:: Supplied information ::

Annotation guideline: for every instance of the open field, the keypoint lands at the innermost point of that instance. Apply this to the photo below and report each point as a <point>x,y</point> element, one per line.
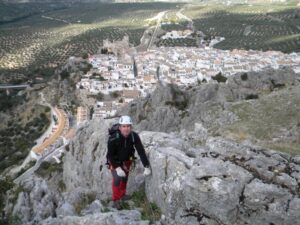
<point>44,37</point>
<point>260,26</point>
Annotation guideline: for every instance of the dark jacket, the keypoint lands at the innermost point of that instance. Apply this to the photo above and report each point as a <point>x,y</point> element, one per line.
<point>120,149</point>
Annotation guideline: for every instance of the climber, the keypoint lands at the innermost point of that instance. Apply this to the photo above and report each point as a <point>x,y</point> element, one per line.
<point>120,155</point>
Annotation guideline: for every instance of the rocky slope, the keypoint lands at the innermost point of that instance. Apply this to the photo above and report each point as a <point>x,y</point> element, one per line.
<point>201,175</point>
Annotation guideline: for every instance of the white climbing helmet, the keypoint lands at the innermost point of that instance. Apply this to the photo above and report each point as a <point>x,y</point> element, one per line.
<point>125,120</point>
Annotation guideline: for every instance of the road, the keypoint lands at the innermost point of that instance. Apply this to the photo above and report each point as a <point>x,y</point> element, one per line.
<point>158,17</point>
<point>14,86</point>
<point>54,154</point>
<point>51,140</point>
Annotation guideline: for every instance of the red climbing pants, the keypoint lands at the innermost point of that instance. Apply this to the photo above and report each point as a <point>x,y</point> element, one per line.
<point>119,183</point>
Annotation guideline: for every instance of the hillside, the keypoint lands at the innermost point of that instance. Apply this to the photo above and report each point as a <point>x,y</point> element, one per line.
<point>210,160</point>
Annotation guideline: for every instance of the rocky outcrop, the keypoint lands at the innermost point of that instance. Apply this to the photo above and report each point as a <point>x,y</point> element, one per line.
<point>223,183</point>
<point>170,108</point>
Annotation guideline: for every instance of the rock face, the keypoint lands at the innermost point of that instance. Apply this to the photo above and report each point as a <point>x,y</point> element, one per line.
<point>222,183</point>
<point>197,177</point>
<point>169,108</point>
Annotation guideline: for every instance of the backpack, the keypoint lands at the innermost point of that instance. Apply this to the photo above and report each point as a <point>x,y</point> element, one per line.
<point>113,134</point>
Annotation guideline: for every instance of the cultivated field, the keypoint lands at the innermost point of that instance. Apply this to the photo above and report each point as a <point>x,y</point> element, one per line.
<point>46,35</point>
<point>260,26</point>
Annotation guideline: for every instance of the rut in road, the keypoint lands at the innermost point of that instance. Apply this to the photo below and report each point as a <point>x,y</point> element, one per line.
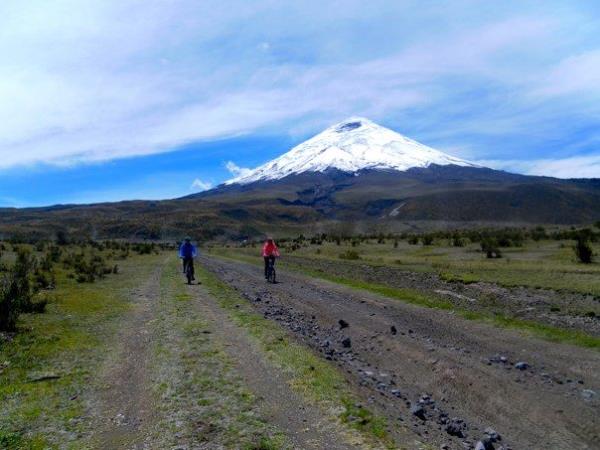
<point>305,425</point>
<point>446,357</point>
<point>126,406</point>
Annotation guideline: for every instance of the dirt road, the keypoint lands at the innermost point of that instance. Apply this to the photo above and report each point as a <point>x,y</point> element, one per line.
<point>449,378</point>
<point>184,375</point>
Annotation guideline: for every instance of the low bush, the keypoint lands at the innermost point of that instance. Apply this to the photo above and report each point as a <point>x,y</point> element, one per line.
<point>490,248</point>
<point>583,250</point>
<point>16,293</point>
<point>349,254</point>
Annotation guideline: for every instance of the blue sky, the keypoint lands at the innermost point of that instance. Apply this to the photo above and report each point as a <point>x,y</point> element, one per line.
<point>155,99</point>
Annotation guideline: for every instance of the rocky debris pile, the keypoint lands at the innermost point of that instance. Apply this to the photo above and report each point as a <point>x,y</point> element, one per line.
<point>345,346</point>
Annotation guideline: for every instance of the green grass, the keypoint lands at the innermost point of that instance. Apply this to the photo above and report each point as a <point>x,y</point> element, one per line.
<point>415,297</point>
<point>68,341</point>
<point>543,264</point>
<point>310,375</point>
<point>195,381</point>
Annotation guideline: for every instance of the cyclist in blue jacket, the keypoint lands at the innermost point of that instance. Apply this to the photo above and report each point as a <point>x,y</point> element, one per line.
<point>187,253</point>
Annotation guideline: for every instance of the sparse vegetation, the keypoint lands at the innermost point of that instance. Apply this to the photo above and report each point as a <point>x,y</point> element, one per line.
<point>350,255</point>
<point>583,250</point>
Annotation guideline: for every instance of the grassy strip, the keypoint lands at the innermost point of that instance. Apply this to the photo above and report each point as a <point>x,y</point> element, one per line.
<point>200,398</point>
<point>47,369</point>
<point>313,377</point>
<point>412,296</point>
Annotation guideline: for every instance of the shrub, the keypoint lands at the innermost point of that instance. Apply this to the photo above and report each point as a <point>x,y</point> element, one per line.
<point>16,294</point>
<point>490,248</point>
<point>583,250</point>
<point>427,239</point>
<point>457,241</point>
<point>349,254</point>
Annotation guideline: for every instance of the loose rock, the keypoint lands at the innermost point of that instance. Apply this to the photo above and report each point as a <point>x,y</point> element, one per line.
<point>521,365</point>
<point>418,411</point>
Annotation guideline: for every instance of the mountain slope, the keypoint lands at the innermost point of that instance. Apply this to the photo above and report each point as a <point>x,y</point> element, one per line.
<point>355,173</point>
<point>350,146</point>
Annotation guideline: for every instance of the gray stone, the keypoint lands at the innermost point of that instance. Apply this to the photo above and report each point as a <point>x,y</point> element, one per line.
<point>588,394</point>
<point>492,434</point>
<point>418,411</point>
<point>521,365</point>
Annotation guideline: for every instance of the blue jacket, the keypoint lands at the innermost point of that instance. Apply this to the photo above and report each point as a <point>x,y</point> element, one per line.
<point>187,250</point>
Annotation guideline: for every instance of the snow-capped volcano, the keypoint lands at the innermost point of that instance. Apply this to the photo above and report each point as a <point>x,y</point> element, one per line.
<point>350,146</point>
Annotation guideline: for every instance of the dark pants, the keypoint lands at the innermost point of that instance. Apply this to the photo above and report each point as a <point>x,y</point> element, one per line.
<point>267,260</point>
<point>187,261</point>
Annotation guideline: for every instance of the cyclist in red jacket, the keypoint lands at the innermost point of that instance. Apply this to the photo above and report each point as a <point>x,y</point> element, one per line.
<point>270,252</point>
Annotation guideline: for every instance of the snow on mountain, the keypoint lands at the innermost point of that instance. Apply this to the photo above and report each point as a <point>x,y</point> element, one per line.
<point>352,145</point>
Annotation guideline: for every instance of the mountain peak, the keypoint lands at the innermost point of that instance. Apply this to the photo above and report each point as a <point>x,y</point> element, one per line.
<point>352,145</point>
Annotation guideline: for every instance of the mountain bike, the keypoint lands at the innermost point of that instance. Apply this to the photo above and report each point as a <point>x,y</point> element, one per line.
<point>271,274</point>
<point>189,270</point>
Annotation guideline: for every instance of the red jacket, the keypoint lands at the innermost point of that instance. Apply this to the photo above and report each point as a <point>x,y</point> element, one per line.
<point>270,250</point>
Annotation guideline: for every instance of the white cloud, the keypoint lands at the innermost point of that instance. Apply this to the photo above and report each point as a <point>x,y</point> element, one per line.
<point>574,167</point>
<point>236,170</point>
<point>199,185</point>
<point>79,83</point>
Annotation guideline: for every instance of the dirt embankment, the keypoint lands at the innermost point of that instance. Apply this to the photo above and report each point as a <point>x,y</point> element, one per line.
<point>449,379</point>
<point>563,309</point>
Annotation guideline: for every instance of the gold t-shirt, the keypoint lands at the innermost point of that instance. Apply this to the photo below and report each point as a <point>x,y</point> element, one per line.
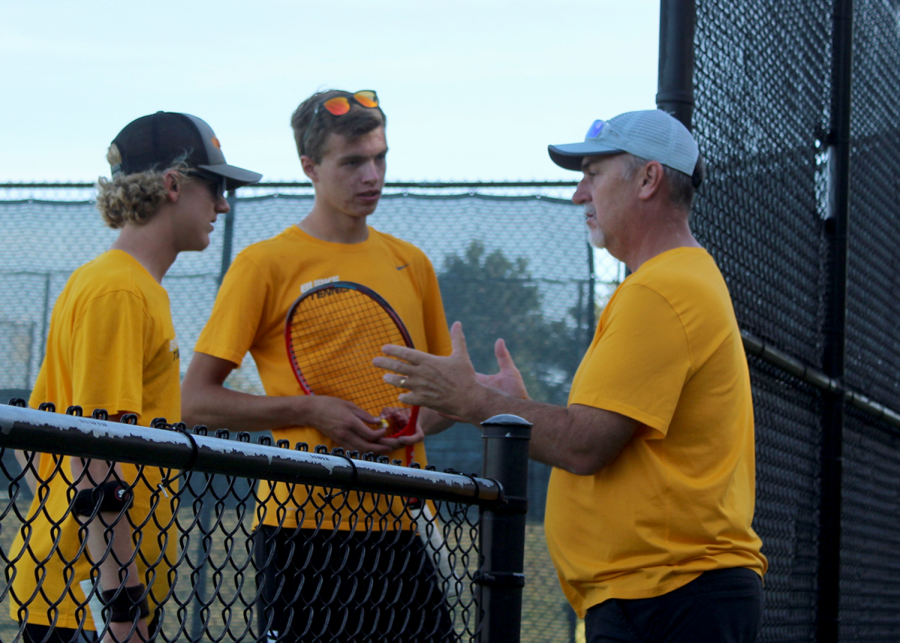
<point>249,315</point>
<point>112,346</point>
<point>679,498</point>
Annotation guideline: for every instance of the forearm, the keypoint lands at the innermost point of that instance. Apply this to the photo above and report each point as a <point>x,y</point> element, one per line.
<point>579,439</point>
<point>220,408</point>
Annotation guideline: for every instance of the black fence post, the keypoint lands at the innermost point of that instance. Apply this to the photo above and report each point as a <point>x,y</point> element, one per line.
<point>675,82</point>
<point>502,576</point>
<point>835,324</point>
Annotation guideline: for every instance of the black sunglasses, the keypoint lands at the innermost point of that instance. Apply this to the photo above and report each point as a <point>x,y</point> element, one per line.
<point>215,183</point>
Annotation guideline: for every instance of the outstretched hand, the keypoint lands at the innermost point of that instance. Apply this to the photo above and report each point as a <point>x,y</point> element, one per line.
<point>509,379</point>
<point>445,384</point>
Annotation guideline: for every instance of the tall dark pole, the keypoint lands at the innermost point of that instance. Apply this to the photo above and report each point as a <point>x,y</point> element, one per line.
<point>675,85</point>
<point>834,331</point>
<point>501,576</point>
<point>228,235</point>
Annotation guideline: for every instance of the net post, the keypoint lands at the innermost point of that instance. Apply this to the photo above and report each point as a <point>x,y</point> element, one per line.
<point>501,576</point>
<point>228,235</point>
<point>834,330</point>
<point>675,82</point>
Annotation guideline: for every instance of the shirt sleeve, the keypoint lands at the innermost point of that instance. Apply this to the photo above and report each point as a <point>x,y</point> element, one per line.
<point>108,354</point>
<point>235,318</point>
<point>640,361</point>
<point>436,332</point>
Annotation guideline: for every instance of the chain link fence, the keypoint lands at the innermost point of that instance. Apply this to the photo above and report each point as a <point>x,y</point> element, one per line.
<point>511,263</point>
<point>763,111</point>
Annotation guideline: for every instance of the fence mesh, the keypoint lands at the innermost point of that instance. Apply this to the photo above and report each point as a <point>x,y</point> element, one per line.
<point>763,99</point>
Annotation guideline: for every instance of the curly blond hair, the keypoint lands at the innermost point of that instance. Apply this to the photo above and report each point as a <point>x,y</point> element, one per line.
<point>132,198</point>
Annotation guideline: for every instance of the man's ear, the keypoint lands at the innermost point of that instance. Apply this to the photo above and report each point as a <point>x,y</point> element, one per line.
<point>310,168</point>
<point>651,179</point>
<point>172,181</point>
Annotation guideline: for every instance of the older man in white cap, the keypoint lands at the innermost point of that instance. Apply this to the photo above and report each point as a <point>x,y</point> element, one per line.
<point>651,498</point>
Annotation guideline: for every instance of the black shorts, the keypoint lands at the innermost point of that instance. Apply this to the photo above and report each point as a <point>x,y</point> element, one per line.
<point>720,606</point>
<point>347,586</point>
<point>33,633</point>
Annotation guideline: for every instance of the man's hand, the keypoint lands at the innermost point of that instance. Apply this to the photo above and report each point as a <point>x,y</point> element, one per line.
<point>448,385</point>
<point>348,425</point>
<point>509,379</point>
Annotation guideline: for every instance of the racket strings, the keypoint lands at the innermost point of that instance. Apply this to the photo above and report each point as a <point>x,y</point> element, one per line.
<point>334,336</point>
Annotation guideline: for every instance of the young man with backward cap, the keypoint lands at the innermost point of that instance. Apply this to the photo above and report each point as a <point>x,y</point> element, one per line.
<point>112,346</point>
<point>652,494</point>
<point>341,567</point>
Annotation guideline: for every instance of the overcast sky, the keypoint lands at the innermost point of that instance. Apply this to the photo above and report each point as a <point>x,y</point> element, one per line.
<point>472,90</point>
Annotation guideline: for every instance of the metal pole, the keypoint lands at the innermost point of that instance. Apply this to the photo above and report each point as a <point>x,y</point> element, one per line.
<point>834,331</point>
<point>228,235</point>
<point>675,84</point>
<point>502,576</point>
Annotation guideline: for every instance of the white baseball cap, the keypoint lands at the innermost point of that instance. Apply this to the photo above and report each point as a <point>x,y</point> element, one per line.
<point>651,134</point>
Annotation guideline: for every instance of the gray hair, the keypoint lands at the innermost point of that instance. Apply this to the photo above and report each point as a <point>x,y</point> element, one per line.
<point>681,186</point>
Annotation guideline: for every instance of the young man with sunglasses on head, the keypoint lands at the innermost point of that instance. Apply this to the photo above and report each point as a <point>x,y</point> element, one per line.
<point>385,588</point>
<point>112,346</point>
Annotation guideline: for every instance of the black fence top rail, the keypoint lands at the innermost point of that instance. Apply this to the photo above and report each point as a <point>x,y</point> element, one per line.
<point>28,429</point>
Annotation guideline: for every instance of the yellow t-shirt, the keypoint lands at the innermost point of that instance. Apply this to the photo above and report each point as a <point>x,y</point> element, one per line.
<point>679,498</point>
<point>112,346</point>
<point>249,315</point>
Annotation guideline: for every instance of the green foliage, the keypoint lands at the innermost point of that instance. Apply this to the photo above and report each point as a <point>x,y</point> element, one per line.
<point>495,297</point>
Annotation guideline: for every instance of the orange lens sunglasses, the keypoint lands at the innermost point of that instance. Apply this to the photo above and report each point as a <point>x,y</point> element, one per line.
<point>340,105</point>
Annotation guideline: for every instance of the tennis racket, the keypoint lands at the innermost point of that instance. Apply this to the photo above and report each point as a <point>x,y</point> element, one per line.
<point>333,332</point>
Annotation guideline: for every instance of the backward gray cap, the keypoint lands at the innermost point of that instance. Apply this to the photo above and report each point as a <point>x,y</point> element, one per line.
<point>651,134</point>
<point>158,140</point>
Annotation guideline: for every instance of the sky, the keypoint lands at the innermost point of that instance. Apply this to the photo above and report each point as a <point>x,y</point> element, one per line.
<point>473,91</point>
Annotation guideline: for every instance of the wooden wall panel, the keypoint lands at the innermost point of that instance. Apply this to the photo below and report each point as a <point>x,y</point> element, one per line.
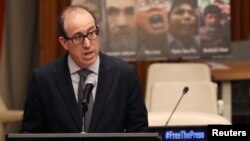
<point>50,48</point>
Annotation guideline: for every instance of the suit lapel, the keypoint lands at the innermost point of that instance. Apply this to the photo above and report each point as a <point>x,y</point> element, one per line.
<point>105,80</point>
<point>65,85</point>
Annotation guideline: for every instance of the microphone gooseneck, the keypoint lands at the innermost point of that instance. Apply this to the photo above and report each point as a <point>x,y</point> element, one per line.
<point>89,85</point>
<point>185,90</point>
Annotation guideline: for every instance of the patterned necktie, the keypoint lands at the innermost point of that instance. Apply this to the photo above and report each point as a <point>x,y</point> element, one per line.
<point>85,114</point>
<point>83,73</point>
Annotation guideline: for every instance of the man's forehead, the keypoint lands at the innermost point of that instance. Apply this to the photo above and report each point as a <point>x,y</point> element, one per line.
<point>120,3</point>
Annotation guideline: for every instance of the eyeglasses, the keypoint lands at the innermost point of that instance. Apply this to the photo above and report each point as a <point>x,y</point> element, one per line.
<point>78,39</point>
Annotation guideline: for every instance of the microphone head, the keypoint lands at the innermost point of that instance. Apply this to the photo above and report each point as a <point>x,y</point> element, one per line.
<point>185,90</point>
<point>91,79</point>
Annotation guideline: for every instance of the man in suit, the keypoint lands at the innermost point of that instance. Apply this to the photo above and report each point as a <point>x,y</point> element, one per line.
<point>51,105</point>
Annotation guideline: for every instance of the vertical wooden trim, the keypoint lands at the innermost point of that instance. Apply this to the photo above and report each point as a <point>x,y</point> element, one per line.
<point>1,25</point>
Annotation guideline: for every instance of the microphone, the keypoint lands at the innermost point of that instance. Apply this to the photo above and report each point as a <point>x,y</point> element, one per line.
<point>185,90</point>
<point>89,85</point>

:::

§ Work item
Return the lines from the line containing "Annotation guideline: for every instance of the man in" to the end of the entries above, exactly as they appear and with no other output.

§ Response to this exercise
Annotation guideline: for every instance of the man in suit, the keypoint lands at the innermost point of that instance. Apply this to the photo above and report each point as a <point>x,y</point> element, one per line.
<point>51,105</point>
Annotation guideline: for every instance of the vertical wooden trim, the keypoint lands at the innermost point of that instance. Apply this to the photo above and report each point as a <point>x,y</point> element, one per line.
<point>1,25</point>
Annotation guideline: for every instance of the microphone, the keypoint lands at the innermost point of that instance. Apply this to the photo above and report each point as a <point>x,y</point> element, one per line.
<point>185,90</point>
<point>89,85</point>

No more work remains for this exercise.